## Start Dataset records

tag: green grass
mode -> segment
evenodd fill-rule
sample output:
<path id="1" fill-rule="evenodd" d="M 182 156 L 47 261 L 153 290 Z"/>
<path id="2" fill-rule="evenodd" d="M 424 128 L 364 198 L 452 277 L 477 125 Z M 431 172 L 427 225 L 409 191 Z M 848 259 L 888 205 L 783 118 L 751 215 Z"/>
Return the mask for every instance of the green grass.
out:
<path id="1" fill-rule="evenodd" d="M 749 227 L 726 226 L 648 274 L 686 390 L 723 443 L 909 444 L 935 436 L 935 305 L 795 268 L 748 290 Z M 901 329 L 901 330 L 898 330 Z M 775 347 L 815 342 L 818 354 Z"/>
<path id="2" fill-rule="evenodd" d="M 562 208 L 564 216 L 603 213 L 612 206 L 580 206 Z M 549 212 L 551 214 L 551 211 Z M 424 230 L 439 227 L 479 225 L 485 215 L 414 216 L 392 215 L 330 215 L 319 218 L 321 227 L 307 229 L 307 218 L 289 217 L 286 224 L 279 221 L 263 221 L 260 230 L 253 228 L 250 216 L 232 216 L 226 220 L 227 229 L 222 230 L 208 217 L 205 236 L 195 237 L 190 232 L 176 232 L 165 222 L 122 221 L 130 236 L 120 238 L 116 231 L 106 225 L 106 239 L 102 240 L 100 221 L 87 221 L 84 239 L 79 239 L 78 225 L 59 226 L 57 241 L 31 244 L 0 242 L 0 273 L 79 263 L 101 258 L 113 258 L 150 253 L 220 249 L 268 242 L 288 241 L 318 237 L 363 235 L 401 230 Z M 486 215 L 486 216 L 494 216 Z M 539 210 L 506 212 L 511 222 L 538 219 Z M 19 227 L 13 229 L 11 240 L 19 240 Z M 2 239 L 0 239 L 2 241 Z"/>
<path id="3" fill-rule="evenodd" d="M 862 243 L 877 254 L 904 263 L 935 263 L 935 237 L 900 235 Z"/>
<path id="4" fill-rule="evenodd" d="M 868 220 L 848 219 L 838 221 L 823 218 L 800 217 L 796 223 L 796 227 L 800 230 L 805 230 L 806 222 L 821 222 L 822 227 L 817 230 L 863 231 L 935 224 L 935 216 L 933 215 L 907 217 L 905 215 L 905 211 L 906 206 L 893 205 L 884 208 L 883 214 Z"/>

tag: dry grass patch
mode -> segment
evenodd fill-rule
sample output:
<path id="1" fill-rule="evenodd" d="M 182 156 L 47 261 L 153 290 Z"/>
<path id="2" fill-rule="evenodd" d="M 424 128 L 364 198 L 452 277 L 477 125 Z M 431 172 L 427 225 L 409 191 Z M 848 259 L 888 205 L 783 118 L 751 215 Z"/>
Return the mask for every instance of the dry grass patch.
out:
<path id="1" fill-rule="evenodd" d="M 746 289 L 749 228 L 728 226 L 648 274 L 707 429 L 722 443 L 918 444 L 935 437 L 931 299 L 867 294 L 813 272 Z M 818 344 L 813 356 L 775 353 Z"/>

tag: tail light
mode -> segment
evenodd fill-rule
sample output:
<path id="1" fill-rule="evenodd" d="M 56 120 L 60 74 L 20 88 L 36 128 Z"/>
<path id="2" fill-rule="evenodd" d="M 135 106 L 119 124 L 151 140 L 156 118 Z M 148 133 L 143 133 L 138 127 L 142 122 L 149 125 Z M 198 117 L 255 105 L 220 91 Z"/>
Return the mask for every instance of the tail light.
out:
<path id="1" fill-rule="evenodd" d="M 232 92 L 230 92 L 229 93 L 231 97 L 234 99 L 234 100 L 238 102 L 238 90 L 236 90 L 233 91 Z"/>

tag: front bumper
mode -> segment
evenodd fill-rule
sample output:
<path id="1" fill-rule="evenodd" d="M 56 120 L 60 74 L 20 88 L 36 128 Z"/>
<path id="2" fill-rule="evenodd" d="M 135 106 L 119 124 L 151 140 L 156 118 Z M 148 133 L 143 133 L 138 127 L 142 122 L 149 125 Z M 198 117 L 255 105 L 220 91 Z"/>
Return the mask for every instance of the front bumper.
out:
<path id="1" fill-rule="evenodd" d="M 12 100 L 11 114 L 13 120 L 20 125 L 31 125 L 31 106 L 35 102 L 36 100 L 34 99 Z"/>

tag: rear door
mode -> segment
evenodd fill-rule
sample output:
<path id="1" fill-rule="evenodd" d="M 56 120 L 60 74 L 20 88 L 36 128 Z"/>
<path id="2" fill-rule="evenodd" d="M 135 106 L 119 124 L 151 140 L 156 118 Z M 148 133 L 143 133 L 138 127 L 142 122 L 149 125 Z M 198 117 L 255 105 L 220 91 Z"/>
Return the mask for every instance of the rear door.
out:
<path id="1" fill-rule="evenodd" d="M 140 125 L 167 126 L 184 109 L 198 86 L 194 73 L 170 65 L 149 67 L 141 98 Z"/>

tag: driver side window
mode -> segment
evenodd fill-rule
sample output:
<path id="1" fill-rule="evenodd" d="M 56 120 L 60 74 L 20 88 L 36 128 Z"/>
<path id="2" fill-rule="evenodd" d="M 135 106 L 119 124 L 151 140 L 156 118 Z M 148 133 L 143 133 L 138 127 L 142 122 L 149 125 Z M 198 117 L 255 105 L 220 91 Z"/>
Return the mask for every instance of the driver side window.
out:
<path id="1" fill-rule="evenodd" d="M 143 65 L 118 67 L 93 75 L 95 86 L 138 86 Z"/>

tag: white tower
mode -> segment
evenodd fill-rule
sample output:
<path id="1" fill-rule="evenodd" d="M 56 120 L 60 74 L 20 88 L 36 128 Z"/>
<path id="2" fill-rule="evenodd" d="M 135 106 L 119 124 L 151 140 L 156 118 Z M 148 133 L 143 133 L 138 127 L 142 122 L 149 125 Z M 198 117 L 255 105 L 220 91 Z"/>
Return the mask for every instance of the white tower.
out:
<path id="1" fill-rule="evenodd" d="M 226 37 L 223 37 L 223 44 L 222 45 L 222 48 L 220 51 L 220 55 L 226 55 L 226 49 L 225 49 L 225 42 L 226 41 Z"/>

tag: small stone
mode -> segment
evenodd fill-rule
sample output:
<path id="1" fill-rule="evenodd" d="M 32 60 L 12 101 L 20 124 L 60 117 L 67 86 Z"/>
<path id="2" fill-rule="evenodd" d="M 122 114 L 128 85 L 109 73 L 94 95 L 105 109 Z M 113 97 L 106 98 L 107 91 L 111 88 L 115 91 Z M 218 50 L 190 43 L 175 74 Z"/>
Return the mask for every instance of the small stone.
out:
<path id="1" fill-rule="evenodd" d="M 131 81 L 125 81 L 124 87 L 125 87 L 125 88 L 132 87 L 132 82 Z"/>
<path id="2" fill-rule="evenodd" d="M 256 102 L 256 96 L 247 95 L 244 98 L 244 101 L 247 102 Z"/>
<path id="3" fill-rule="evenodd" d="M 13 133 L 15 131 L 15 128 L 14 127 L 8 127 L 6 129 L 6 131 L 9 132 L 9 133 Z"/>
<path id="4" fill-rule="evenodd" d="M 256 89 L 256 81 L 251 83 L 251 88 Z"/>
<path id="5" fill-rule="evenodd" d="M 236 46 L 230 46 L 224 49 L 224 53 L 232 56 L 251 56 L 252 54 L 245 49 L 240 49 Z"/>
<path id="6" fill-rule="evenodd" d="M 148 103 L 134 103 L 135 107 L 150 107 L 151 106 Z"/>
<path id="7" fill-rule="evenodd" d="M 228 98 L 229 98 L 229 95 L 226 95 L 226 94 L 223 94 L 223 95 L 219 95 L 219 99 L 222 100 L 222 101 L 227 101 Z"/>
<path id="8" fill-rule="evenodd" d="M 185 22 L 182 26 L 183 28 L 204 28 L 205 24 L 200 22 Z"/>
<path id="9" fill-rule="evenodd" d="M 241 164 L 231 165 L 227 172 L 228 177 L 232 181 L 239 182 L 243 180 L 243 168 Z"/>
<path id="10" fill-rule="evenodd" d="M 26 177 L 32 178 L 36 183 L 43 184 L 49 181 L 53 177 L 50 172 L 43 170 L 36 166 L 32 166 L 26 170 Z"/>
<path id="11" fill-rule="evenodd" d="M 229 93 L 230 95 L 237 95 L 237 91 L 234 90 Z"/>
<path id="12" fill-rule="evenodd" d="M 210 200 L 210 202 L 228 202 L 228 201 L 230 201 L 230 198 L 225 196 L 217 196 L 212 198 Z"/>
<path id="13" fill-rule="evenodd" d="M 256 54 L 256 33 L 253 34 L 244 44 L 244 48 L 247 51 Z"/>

## End Dataset records

What is asked. Please output the lines as a JSON list of strings, one string per line with blank lines omitted, starting at the line that contains "tag: front bumper" and stopping after the line that contains "12 100 L 11".

Output of the exercise.
[
  "tag: front bumper",
  "mode -> segment",
  "evenodd fill-rule",
  "sample output:",
  "<path id=\"1\" fill-rule=\"evenodd\" d=\"M 56 120 L 60 74 L 20 88 L 36 128 Z\"/>",
  "<path id=\"2\" fill-rule=\"evenodd\" d=\"M 135 106 L 119 124 L 151 140 L 156 118 Z M 148 133 L 143 133 L 138 127 L 142 122 L 149 125 Z M 198 117 L 255 105 L 220 91 Z\"/>",
  "Return the mask for every instance of the front bumper.",
  "out:",
  "<path id=\"1\" fill-rule=\"evenodd\" d=\"M 12 100 L 11 114 L 13 120 L 20 125 L 31 125 L 31 106 L 35 102 L 36 100 L 34 99 Z\"/>"
]